**EXTRACTED TEXT**
________________________________________

|Title||Phenotyping Ethnic Differences in Body Fat Depots|
There are remarkable ethnic differences in the incidence of metabolic syndrome associated features; including insulin resistance, type 2 diabetes, hypertension and cardiovascular diseases. Studies have suggested that South Asians (SA) present an unfavourable body fat phenotype, which includes a pattern of elevated visceral adipose tissue (VAT), and liver fat content; depots strongly associated with the progression of metabolic dysregulation. However, there are a limited number of studies examining body fat composition by ethnicity.
The purpose of this thesis was to comprehensively phenotype VAT, abdominal subcutaneous adipose tissue (ASAT) and liver fat content in Caucasian (Cau), SA and Black African (BA) individuals from a large number of distinct populations. Here, I include data from three adult cohorts: the UK Biobank (n=9533) of mixed ethnicities, the DIRECT cohort (n=1553) of Cau pre-diabetic individuals and The West London Observation (TWLO) cohort (n=747) of mixed ethnicities. In addition, I present data from Pune Maternal Nutrition study (PMNS) cohort; comprising 423 young adults of SA descent in India.

________________________________________

**DATASET CONTENT**
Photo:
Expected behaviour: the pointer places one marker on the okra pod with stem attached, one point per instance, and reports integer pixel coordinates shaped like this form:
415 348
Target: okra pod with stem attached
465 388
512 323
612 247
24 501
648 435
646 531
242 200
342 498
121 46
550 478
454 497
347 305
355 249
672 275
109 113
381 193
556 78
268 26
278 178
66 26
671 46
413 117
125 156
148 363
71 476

________________________________________

**DIRECTIONS**
1 - In the text on ethnic differences in body fat, answer each question:
(a) Which pattern in South Asians' body fat phenotype have studies suggested?
(b) How many people from the UK Biobank are included?
(c) Who makes up the Pune Maternal Nutrition study cohort?
2 - Can you carry on the text on ethnic differences in body fat from its last sentence?

**RESPONSES BY ITEM NUMBER**
1 -
(a) A pattern of elevated visceral adipose tissue (VAT) and liver fat content.
(b) 9533.
(c) 423 young adults of South Asian descent in India.

2 -
Analyses of body fat phenotype in Cau pre-diabetic populations showed higher VAT (mean differences= 0.5 litre, p<0.0001) and liver fat content (mean differences= 0.6%, p<0.0001), but lower ASAT (mean differences= -0.2 litre, p<0.0001) compared to Cau from the general population (free-living). I also observed negative associations between VAT, ASAT, liver fat content and day to day physical activity in both pre-diabetic and general populations (pre-diabetic; VAT; r= -0.296, ASAT; r= -0.163, liver fat: r= -0.186 and general population; VAT; r= -0.185, ASAT: r= -0.374, liver fat: r= -0.139, p<0.001 for all).
Analysis of both the TWLO and UK Biobank revealed no differences in VAT or liver fat in SA in UK compared to other ethnic groups (TWLO; VAT: SA: 3.0 ± 1.6 litres, Cau: 3.3 ± 2.1 litres; liver fat: SA= 6.4 ± 11.1%, Cau= 6.5 ± 13.6%, p=ns - UK Biobank; VAT: SA: 3.6 ± 1.6 litres, Cau: 3.8 ± 1.5 litres; liver fat: SA: 4.6 ± 4.6%, Cau: 4.2 ± 4.6%, p=ns). Analysis of both these cohorts also revealed a more favourable body fat phenotype with BA males presenting significantly less VAT than SA and Cau males (p<0.05 for both). Data from the PMNS cohort revealed high levels of VAT in 18 year old India-based SA population. A high proportion (58.7%) of these lean individuals also presented with the thin-outside fat inside (TOFI) phenotype (a ratio of VAT to ASAT).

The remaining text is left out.